_PROBLEM DETAILS:_ Please output the data exactly, without omitting anything.

Natural-language object grounding data:

● ● ● ●

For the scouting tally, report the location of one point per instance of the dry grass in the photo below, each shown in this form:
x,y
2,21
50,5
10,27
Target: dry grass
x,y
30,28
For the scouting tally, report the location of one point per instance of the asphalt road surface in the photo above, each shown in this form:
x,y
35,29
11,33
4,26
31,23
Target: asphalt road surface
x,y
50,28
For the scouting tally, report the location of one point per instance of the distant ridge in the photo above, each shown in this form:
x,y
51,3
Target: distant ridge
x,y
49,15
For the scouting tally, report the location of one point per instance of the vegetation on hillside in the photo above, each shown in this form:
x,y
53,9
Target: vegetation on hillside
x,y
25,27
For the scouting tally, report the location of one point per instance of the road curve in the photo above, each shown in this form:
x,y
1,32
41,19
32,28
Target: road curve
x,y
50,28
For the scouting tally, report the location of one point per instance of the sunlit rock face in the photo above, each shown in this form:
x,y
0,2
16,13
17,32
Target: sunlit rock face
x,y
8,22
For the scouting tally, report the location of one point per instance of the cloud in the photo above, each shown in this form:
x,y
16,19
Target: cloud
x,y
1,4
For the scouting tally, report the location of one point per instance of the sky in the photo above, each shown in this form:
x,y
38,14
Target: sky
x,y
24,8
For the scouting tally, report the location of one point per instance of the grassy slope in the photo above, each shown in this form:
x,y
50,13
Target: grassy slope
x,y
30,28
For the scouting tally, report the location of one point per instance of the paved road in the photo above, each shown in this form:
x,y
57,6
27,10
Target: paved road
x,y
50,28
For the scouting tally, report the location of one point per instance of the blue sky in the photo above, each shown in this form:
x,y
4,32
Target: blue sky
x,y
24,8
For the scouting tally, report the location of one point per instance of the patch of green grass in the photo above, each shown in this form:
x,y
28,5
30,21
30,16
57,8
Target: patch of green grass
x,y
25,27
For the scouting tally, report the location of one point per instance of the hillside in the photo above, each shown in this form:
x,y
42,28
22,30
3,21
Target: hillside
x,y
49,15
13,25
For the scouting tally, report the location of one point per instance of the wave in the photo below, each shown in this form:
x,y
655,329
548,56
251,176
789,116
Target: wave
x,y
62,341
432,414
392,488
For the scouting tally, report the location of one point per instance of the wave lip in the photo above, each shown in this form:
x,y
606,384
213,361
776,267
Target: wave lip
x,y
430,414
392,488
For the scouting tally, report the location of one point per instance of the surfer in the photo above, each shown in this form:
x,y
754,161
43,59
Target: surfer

● ● ● ●

_SOLUTION TO THE EXERCISE:_
For the scouting tally, report the location of one point per instance of the dry grass in the photo below, each shown in this form:
x,y
2,21
50,5
10,27
Target: dry grass
x,y
30,28
For the scouting tally, report the location of one point per instance of the asphalt road surface in the photo above, each shown in this form:
x,y
35,29
11,33
4,26
31,23
Target: asphalt road surface
x,y
50,28
For the scouting tally, report the location of one point per instance of the distant ridge in the photo above, each shown in this form:
x,y
51,3
Target: distant ridge
x,y
49,15
For the scouting tally, report the location of one point per instance of the vegetation on hillside in the photo above, each shown in this form:
x,y
53,9
Target: vegetation on hillside
x,y
25,27
For the scouting tally, report the location of one point per instance of the road curve in the photo above, each shown in this form:
x,y
1,32
41,19
32,28
Target: road curve
x,y
50,28
For the scouting tally, report the location of one point per instance of the sunlit rock face in the photo above, each shown in this form:
x,y
0,2
16,13
17,32
Target: sunlit rock face
x,y
8,22
For the scouting tally, report the location of one point per instance of the cloud in the photo above, each shown in this form:
x,y
16,19
Target: cloud
x,y
1,4
For the scouting tally, report the location of one point per instance of the sky in the photo above, each shown in this form:
x,y
38,14
Target: sky
x,y
24,8
For the scouting tally, report the location of one point per instance of the grassy slope in the photo above, each shown in this form:
x,y
50,13
Target: grassy slope
x,y
30,28
For the scouting tally, report the location of one point per instance of the paved road in the photo above, each shown in this form:
x,y
57,6
27,10
Target: paved road
x,y
50,28
For the scouting tally, report the location of one point per instance of the blue sky in the photo above, each shown in this form:
x,y
4,32
Target: blue sky
x,y
24,8
For the scouting tally, report the location of one point per instance of the patch of green grass in the photo above, each shown in this form:
x,y
28,5
30,21
30,16
57,8
Target: patch of green grass
x,y
25,27
For the scouting tally, report the location of one point per instance of the hillside in the photo above, each shown in this form:
x,y
42,28
22,30
3,21
Target: hillside
x,y
49,15
13,25
For the scouting tally, report the location of one point per instance of the wave in the photo below, each shown in this form:
x,y
655,329
548,56
251,176
789,116
Target: wave
x,y
62,341
432,414
392,488
For the scouting tally, report the location of one point per instance of the wave lip in the photo above, each shown in this form:
x,y
606,384
213,361
776,267
Target: wave lip
x,y
430,414
392,488
For the scouting tally, report the location of one point per instance of the surfer in the photo above, each shown in this form:
x,y
754,161
43,59
Target: surfer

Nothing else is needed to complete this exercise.